> _Text section_
══════════

Microglial lipid accumulation is a target for lipid peroxidation injury and mitochondrial oxidative stress in white matter lesions. (A) Example of lesion associated Iba1⁺ microglia (blue) with varying degrees of lipid peroxidation injury, visualized with 4-hydroxynonenol (4-HNE; red), and mitochondrial oxidative stress, visualized with Tom20 (green). Insets of cells 1 and 2 are shown at higher magnification below together with orthogonal views. Scale bars, 30 μm. (B) The density and percentage of DM were similar in CMI and nCMI cases. (C) The density and percentage of DM in CMI cases was significantly higher than nondegenerative microglia (−DM). (D to F) The density and percentage of DM in CMI cases that labeled for 4-HNE (D), TOM20 (E) and both 4-HNE and TOM20 (F) was significantly higher compared to nondegenerative microglia (−DM). Student’s t-test, ****p<0.0001 in C to F.

Fig. 5.

══════════

> _Extracted data_
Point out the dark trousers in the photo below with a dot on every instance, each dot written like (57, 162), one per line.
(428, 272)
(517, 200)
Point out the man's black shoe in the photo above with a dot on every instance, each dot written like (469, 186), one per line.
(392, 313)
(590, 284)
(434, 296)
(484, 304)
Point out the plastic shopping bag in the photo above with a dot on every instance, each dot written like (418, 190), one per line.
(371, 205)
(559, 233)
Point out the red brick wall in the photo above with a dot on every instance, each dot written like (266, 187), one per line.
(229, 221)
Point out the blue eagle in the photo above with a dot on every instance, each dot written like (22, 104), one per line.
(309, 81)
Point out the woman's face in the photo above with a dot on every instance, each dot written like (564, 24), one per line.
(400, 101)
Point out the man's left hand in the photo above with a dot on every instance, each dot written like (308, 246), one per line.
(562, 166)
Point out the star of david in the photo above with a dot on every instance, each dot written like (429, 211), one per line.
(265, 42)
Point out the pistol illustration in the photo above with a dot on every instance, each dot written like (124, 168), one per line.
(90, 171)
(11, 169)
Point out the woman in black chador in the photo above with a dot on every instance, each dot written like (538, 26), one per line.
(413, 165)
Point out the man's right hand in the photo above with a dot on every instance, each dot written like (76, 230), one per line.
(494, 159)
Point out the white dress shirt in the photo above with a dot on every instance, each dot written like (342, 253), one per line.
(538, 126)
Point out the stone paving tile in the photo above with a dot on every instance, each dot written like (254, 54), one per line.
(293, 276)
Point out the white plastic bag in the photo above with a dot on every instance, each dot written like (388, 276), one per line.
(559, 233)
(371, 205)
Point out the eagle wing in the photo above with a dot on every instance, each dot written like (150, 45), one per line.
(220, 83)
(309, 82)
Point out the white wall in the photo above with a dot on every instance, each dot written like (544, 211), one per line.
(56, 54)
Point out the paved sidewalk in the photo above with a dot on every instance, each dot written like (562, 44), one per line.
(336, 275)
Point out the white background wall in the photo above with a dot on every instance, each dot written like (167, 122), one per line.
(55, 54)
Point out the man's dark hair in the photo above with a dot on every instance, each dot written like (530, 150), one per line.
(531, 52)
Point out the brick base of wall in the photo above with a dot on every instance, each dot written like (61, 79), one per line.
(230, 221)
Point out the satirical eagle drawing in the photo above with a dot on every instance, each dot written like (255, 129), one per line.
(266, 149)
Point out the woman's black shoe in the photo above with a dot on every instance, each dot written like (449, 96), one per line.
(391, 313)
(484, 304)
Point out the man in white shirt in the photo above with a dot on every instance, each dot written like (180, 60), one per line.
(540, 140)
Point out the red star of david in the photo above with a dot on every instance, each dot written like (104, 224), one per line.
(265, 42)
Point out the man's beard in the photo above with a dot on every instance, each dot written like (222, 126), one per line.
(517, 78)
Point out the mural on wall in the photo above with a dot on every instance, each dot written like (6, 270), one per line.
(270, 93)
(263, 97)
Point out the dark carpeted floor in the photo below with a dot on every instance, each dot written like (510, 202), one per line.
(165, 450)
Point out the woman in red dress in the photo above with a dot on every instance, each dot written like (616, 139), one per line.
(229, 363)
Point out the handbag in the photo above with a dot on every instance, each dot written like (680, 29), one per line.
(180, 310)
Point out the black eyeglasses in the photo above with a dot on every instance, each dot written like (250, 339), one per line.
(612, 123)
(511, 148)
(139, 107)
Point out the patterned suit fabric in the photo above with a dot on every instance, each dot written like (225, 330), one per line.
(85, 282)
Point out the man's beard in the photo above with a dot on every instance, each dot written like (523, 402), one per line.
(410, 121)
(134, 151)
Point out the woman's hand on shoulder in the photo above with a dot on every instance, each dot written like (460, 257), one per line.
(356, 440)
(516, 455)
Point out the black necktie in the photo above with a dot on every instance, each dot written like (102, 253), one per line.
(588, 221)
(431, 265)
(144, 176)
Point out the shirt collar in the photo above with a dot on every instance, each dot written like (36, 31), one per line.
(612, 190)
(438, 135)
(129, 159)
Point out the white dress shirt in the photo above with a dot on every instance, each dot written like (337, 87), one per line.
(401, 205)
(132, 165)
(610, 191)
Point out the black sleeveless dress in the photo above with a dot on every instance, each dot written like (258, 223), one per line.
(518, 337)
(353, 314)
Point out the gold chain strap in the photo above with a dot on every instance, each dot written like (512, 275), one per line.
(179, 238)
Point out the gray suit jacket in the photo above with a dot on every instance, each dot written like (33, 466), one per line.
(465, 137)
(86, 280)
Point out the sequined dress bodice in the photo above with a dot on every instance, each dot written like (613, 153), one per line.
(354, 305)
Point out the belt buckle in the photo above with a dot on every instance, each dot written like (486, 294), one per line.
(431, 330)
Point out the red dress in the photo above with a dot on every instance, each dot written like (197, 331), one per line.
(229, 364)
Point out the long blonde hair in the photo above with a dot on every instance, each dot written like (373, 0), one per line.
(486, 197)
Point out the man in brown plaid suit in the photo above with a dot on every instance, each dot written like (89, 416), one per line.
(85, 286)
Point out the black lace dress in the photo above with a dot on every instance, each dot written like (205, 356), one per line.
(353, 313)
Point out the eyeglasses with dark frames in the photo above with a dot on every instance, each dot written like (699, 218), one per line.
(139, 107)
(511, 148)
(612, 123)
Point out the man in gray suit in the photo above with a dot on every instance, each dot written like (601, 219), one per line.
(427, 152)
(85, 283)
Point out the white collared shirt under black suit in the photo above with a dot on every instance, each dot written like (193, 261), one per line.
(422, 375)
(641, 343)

══════════

> _List of tasks_
(1) In the figure legend, which marker was used to visualize mitochondrial oxidative stress?
(2) Please update the figure legend by rewriting everything from "Microglial lipid accumulation" down to "t-test, ****p<0.0001 in C to F." with "orthogonal views" changed to "cross-sectional views".

> _Numbered answers_
(1) Tom20

(2)
Microglial lipid accumulation is a target for lipid peroxidation injury and mitochondrial oxidative stress in white matter lesions. (A) Example of lesion associated Iba1⁺ microglia (blue) with varying degrees of lipid peroxidation injury, visualized with 4-hydroxynonenol (4-HNE; red), and mitochondrial oxidative stress, visualized with Tom20 (green). Insets of cells 1 and 2 are shown at higher magnification below together with cross-sectional views. Scale bars, 30 μm. (B) The density and percentage of DM were similar in CMI and nCMI cases. (C) The density and percentage of DM in CMI cases was significantly higher than nondegenerative microglia (−DM). (D to F) The density and percentage of DM in CMI cases that labeled for 4-HNE (D), TOM20 (E) and both 4-HNE and TOM20 (F) was significantly higher compared to nondegenerative microglia (−DM). Student’s t-test, ****p<0.0001 in C to F.